> [Exercise requirements]:
1. According to the Hopsworks 4.1 release announcement, which library has Hopsworks integrated for LLM inference and serving?
2. Continue the Hopsworks 4.1 release announcement from the point at which it ends.
══ Supplied text ══
Hopsworks 4.1 is now generally available. This new release adds support for vLLM server, the python Ray framework for building and scaling distributed applications and improved support for managing the scheduling of Hopsworks jobs running on kubernetes.
vLLM Server
With the release of 4.1, Hopsworks has now integrated the popular vLLM server library for LLM inference and serving. With vLLM server, Hopsworks enables a number of the important features that vLLM server provides including management of attention key and value memory, batching of incoming requests, quantization, tensor parallelism and pipeline parallelism and much more.
Ray Framework
Hopsworks now supports the python Ray framework for building distributed applications which provides the compute layer for parallel processing. Ray minimizes the complexity of running your distributed individual and end-to-end machine learning workflows including data preprocessing, distributed training, hyperparameter tuning, reinforcement learning, and model serving. With the kubernetes support in Hopsworks, integrating a Ray cluster with the existing Hopsworks kubernetes tools and infrastructure is greatly simplified.
═══
══ Records shown ══
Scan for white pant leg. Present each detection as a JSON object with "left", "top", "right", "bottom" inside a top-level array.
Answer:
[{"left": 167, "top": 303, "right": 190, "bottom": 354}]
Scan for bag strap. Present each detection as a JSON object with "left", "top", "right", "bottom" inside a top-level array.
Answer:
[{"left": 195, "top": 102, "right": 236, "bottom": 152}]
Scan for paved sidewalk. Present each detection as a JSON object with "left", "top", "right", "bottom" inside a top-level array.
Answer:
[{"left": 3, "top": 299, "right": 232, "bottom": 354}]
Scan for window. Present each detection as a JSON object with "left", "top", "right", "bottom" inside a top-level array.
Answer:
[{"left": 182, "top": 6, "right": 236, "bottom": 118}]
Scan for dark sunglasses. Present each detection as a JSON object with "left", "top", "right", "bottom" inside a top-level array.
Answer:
═══
> [Numbered answers]:
1. The vLLM server library.

2.
Job Scheduling
With the Hopsworks 4.1 release, kubernetes labels and priority classes provide powerful tools for efficient and organized job scheduling in Hopsworks, especially in environments where multiple teams or workloads share the same cluster. These capabilities are invaluable for targeted scheduling and management, as it allows teams to define custom job groups, manage workloads based on labels, and enforce specific scheduling policies
Bug Fixes
Featurestore
FSTORE-1572 - Add weakref.finalize to Connection
FSTORE-1496 - Return online table information to user using OnlineConfigDTO
FSTORE-1539 - Issue reading s3 bucket when using pyspark
Ancillary Services
HWORKS-1715 - Speed up environment cloning
HWORKS-1722 - Use Persistent Volume in remote shuffle servers
HWORKS-1793 - Add option to set custom JVM Options for namenode/datanode.